TASK BRIEF | In the rows below, how many lines contain the string "metal"? Reply with the number only.

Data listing
____
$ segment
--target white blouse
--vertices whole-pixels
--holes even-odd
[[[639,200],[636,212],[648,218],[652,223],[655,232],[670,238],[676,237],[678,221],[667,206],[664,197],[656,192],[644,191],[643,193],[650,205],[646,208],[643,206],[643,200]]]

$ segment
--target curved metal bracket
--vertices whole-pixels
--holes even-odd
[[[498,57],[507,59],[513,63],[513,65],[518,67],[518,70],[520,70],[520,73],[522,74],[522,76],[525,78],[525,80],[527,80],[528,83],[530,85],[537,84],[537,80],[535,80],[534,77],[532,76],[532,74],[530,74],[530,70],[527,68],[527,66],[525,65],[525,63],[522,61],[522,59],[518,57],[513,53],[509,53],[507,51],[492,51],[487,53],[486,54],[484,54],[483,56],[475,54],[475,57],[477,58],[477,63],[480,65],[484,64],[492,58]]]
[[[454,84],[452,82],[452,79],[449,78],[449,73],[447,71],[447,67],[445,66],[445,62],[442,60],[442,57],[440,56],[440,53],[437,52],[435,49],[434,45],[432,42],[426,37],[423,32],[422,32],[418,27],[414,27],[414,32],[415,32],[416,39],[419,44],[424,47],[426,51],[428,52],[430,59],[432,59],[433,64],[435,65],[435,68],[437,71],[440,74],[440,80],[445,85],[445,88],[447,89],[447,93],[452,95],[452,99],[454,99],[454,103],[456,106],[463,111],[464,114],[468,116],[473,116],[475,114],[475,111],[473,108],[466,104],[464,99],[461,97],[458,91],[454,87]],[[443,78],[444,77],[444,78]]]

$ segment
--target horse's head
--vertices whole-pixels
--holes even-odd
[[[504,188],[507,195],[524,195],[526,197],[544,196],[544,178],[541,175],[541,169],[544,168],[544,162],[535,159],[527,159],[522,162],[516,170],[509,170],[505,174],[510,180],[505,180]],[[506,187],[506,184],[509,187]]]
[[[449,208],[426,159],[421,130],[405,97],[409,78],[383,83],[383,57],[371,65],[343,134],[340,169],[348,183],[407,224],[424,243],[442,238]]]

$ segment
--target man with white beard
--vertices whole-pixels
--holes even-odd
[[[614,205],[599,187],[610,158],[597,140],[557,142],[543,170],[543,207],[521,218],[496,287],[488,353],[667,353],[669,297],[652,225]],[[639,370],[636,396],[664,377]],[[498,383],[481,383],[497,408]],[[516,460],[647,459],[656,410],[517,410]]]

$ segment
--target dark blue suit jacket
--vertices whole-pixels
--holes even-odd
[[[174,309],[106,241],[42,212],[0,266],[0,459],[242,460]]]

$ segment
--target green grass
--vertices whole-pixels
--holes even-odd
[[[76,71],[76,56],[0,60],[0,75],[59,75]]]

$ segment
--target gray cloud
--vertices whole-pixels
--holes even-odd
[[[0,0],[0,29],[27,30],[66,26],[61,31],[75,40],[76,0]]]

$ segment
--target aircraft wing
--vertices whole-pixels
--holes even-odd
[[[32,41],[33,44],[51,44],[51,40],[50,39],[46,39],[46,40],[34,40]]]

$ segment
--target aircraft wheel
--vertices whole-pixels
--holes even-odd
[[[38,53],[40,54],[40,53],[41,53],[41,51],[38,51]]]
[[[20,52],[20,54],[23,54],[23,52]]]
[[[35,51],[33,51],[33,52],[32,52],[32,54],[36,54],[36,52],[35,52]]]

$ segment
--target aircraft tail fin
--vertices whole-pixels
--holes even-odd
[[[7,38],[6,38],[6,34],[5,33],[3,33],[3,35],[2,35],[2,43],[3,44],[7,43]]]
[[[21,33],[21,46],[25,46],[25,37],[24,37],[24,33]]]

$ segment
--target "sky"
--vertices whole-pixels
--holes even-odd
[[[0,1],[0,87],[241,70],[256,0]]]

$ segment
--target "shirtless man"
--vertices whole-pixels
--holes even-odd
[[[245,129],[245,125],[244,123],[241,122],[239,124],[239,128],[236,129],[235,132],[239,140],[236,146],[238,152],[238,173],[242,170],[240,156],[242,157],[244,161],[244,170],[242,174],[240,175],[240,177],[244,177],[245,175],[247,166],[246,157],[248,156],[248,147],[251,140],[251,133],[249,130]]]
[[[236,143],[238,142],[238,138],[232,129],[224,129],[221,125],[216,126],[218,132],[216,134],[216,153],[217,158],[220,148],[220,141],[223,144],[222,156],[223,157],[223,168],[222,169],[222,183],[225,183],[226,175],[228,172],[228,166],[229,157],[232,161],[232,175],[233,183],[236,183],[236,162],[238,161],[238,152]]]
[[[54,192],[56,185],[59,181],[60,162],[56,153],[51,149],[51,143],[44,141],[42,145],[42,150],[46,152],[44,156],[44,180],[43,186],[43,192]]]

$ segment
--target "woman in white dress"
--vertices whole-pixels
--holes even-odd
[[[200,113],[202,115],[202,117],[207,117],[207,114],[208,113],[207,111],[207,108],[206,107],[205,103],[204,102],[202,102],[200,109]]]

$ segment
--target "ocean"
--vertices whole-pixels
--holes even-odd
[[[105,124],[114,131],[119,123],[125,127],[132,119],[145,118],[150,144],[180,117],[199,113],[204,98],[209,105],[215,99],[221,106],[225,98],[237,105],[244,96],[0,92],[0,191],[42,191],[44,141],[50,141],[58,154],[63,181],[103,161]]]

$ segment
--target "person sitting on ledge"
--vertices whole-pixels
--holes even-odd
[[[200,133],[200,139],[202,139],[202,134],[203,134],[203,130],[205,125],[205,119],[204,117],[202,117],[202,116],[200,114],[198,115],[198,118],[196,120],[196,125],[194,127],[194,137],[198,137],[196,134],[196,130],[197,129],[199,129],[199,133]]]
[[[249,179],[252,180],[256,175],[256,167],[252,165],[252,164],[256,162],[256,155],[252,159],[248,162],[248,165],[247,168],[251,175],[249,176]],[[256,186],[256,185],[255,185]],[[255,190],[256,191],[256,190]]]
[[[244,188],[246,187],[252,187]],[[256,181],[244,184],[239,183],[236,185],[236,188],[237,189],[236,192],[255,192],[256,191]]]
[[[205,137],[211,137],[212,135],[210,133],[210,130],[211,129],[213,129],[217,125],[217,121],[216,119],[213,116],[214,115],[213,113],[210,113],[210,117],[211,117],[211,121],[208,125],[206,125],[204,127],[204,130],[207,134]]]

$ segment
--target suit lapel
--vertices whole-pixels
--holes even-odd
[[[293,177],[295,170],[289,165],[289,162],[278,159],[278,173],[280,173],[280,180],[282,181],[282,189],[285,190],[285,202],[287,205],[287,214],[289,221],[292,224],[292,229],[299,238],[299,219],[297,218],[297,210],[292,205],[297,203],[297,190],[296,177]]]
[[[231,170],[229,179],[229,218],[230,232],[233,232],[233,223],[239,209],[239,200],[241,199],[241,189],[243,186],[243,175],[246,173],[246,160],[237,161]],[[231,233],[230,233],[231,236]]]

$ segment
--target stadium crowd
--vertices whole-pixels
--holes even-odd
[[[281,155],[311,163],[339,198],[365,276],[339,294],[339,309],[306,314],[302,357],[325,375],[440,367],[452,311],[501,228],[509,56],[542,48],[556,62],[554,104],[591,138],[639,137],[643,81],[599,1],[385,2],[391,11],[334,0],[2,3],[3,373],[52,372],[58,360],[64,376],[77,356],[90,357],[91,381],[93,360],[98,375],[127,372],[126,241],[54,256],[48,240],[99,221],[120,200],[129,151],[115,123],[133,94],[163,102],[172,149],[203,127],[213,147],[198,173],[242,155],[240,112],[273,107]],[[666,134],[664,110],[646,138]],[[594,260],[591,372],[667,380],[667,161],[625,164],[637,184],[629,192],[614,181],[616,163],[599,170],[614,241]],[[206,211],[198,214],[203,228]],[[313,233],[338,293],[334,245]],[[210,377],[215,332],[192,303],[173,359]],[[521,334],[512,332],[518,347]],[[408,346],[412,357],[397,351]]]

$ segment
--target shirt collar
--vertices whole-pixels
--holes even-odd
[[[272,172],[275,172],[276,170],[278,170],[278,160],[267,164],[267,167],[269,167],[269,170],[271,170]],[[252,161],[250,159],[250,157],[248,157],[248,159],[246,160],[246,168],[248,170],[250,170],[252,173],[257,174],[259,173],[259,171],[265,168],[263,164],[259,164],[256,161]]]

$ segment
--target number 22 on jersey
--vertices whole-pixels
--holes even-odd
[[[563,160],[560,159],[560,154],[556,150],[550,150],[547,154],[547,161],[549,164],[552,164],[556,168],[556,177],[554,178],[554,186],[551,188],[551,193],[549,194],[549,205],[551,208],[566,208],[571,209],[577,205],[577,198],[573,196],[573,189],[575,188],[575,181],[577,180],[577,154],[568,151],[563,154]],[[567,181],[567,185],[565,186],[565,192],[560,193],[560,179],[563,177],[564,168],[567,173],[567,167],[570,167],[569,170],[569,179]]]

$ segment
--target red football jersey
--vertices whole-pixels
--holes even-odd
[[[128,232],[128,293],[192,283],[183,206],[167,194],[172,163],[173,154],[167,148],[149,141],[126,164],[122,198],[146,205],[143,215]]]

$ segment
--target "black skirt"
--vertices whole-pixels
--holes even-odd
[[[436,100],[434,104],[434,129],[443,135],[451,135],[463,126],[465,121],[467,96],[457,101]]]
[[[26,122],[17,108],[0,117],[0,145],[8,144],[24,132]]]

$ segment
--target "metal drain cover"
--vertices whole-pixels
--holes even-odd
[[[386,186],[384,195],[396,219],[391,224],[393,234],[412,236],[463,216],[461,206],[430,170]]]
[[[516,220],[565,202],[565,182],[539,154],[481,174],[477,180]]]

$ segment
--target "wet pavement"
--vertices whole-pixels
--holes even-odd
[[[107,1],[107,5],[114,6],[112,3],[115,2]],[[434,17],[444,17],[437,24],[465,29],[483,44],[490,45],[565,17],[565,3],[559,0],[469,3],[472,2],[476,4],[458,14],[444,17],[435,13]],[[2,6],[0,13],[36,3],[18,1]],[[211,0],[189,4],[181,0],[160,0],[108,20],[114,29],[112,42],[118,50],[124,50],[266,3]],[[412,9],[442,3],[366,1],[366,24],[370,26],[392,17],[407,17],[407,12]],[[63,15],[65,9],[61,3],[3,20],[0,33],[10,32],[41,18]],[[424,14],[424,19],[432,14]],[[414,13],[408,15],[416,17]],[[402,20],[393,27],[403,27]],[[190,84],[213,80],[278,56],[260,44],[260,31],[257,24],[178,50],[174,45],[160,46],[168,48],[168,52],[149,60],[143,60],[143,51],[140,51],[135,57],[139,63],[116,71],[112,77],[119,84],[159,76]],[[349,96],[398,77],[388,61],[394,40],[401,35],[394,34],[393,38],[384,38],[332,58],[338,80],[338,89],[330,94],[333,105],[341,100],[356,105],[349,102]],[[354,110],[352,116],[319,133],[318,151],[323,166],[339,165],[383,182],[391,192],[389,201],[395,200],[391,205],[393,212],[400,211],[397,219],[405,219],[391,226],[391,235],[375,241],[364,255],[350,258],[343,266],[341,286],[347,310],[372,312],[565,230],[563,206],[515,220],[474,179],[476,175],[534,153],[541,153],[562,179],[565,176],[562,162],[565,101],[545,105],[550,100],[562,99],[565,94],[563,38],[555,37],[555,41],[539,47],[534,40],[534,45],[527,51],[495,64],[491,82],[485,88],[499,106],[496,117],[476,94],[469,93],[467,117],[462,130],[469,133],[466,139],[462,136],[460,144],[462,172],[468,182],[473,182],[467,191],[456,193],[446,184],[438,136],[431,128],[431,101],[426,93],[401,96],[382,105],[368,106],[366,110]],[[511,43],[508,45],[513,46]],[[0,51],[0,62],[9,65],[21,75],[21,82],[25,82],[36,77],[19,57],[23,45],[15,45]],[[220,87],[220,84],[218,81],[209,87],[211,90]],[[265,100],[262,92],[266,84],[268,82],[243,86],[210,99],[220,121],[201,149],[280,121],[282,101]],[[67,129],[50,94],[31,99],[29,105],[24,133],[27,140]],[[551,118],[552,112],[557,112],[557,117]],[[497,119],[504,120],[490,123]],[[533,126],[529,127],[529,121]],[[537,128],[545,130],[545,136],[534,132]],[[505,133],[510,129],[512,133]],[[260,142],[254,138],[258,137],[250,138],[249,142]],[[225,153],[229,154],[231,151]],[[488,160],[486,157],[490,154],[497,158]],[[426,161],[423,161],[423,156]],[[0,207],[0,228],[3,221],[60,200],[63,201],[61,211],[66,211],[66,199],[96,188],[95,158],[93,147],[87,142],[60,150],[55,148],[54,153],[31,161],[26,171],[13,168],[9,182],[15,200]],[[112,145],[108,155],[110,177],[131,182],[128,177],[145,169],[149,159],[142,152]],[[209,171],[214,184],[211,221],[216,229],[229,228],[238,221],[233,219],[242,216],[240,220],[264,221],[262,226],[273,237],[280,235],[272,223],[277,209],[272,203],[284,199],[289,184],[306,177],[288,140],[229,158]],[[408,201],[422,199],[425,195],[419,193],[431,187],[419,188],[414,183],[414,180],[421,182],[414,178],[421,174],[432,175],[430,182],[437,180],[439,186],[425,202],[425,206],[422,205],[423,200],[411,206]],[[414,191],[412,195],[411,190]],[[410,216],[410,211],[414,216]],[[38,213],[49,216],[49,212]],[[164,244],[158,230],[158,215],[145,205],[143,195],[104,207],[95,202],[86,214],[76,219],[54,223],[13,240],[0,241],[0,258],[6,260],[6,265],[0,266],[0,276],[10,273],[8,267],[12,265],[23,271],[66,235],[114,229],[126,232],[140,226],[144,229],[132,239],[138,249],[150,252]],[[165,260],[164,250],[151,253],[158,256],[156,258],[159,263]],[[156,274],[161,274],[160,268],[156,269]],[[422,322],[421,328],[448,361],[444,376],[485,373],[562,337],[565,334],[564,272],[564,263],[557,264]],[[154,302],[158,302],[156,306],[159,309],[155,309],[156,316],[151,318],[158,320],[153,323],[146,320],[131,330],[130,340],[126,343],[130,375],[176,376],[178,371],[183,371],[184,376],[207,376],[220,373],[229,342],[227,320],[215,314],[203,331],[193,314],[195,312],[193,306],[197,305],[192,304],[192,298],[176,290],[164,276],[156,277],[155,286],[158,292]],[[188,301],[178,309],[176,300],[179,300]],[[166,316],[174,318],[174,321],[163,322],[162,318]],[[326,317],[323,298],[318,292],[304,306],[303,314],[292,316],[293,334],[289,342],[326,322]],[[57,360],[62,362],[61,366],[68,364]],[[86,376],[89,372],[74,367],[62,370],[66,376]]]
____
ANSWER FOR THIS EXERCISE | 2